→ **Task to carry out**
If a line in the data contains "exact", copy it out.

→ **Stored data**
|---|
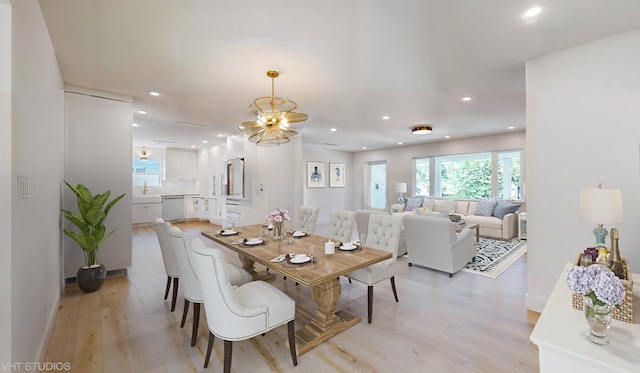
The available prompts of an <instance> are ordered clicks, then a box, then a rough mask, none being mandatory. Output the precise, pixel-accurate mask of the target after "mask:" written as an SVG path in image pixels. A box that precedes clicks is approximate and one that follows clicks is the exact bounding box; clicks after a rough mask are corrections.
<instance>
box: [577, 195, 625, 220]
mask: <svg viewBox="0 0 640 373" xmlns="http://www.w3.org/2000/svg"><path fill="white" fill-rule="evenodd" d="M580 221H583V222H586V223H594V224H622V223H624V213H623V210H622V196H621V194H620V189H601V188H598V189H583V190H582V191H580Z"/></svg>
|---|
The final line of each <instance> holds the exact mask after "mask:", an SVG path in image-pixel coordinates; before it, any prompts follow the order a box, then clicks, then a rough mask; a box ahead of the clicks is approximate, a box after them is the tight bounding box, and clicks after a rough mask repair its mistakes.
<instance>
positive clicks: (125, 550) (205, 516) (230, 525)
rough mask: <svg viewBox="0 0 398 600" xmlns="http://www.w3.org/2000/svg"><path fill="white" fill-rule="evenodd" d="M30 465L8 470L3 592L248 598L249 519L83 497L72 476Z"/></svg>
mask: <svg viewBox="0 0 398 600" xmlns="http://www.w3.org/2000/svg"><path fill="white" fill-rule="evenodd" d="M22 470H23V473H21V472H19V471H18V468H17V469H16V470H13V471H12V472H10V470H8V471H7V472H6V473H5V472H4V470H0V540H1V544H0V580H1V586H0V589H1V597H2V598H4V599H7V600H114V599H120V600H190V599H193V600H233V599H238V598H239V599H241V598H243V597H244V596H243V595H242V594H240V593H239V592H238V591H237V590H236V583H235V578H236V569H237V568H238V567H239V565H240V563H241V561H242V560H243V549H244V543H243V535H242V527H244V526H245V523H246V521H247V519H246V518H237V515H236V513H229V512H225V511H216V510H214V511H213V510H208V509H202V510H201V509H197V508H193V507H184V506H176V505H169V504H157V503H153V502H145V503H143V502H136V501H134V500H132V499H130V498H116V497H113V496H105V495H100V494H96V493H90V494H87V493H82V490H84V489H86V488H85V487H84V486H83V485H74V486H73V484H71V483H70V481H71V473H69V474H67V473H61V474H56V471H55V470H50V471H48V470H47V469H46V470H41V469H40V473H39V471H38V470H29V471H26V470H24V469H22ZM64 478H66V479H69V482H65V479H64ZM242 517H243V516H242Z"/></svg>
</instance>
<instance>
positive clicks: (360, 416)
|---|
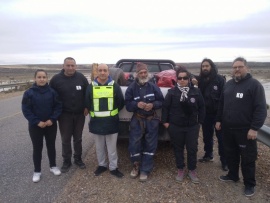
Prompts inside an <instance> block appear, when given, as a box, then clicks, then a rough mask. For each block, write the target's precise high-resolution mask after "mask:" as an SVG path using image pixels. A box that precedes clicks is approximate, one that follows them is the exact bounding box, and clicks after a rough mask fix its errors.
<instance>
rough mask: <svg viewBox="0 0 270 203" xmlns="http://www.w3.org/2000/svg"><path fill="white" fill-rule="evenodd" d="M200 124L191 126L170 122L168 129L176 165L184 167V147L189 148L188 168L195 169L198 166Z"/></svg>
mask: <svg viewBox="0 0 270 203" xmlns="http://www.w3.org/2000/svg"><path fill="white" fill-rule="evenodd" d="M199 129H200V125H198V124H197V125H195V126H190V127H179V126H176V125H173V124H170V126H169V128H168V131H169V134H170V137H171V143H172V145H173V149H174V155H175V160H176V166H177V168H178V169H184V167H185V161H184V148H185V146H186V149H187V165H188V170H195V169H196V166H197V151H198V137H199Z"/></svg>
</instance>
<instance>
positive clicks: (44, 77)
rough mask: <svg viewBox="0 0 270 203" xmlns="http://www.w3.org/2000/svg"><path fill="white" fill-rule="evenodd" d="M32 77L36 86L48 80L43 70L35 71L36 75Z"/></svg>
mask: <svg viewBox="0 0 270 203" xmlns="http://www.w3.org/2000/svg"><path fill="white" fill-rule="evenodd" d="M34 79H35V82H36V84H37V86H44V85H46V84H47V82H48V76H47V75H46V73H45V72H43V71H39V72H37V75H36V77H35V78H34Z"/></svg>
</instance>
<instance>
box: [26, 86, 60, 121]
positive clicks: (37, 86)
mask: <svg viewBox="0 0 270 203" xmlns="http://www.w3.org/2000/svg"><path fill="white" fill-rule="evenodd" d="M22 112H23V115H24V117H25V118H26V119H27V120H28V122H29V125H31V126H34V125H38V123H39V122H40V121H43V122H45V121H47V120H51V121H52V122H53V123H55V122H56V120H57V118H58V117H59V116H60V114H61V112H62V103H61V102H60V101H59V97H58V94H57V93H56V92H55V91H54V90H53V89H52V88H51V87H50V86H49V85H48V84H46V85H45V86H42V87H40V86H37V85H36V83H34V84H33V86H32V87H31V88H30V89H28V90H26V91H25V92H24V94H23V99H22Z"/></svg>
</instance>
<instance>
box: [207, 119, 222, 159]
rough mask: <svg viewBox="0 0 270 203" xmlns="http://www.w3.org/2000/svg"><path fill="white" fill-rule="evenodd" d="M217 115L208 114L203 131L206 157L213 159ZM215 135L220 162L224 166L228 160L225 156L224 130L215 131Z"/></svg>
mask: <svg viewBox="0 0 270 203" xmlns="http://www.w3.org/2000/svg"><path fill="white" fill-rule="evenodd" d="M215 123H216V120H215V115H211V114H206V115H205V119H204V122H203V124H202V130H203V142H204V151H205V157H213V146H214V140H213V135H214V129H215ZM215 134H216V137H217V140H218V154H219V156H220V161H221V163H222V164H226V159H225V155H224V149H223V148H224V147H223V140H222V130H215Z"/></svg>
|---|
→ **Expected output**
The available prompts of an <instance> are ordered clicks, then a box, then a rough mask, none being mandatory. Output the precise, pixel-accurate mask of the target after "mask:" written as an SVG path in image pixels. A box that precedes clicks is approximate and one that follows clicks is the exact bounding box; clicks after a rough mask are corrections.
The final line of each <instance> holds the exact mask after "mask:", an SVG path in image-pixel coordinates; before it, any prompts follow the order a box, then clicks, then a rough mask; a box ahead of the clicks is approximate, a box after them is the tight bounding box, and clicks after a rough mask repair its mistakes.
Prompts inside an <instance> block appear, when given, as a box, then clicks, then a rough mask. For each block, write the target's precise high-resolution mask after "mask:" as an SVG path using image pixels. A box that precedes clicks is approximate, one that follows them is the exact bounding box, and clicks after a rough mask fix its errors.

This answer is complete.